Omit the images and retype the records verbatim.
************
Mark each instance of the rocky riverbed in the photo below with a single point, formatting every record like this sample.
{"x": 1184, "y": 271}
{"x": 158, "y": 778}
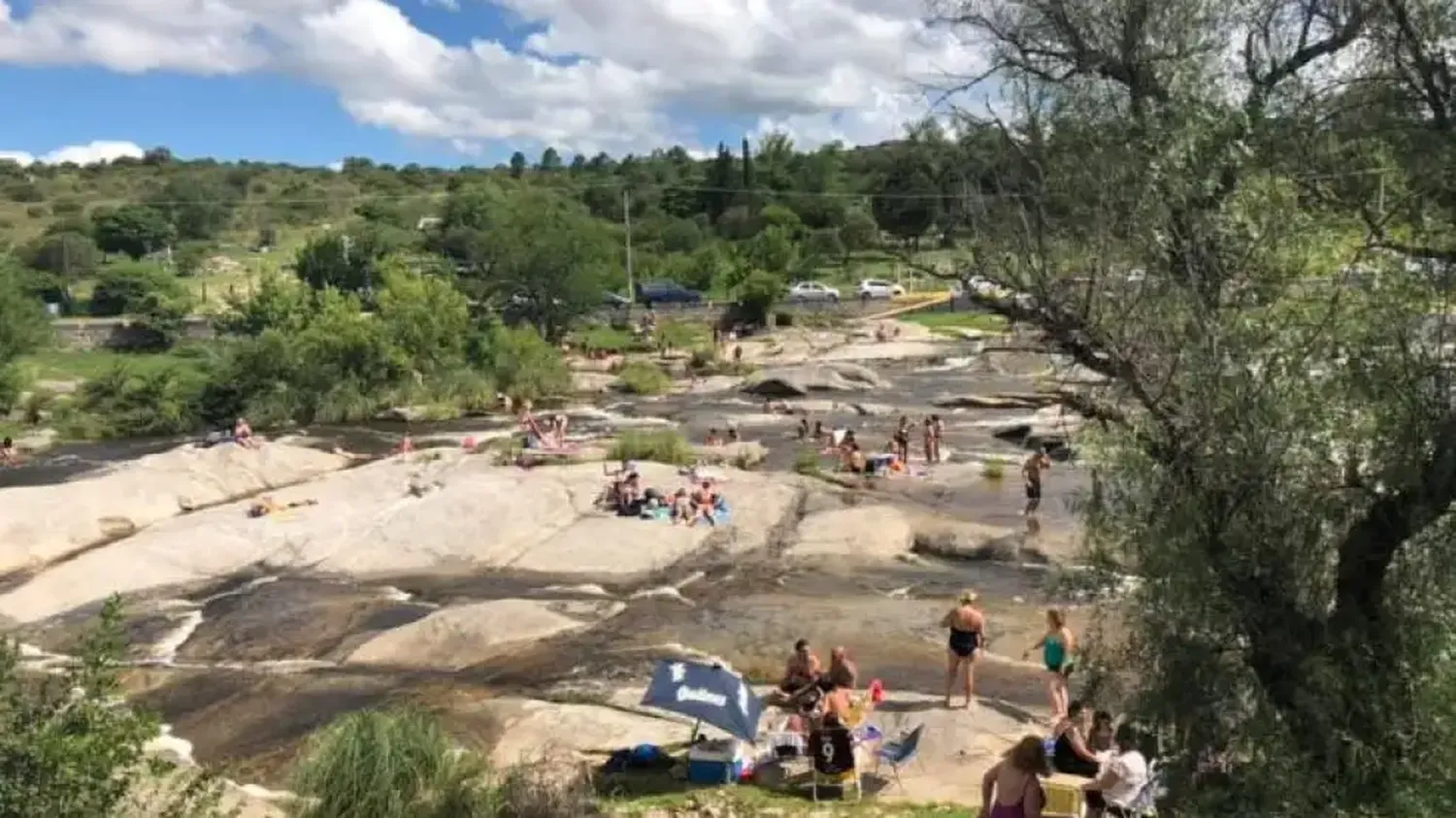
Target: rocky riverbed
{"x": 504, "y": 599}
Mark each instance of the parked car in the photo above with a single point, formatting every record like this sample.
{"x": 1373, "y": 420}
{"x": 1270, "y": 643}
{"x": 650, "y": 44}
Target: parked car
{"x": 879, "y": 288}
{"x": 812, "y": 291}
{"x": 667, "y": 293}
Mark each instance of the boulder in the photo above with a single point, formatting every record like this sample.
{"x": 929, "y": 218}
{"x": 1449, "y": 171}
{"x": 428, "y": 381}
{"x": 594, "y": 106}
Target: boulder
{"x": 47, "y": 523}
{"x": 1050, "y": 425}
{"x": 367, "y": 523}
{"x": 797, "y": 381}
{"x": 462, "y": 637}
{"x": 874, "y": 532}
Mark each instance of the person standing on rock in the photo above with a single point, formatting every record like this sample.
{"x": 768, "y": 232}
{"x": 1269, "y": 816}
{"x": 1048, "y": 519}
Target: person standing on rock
************
*Final answer*:
Mark each instance of the rocky riverbed in the photo below with a single point, formatting every record like this sample.
{"x": 1184, "y": 271}
{"x": 158, "y": 778}
Target: rocky riverbed
{"x": 504, "y": 599}
Mark each instance of the parked car in the photo above with a single point, formatting every record like this sample.
{"x": 1373, "y": 420}
{"x": 1270, "y": 643}
{"x": 650, "y": 44}
Target: parked car
{"x": 879, "y": 288}
{"x": 812, "y": 291}
{"x": 667, "y": 293}
Mark each instance of the boulder in the photo above with a single point, formatting every record like this sample.
{"x": 929, "y": 218}
{"x": 1449, "y": 171}
{"x": 428, "y": 381}
{"x": 594, "y": 106}
Target: boulder
{"x": 47, "y": 523}
{"x": 1050, "y": 425}
{"x": 367, "y": 523}
{"x": 797, "y": 381}
{"x": 462, "y": 637}
{"x": 874, "y": 532}
Mark each instance of the person standing on rock in the photo above with a single point, formatting every record like this sample.
{"x": 768, "y": 232}
{"x": 1269, "y": 816}
{"x": 1048, "y": 519}
Target: person standing on rock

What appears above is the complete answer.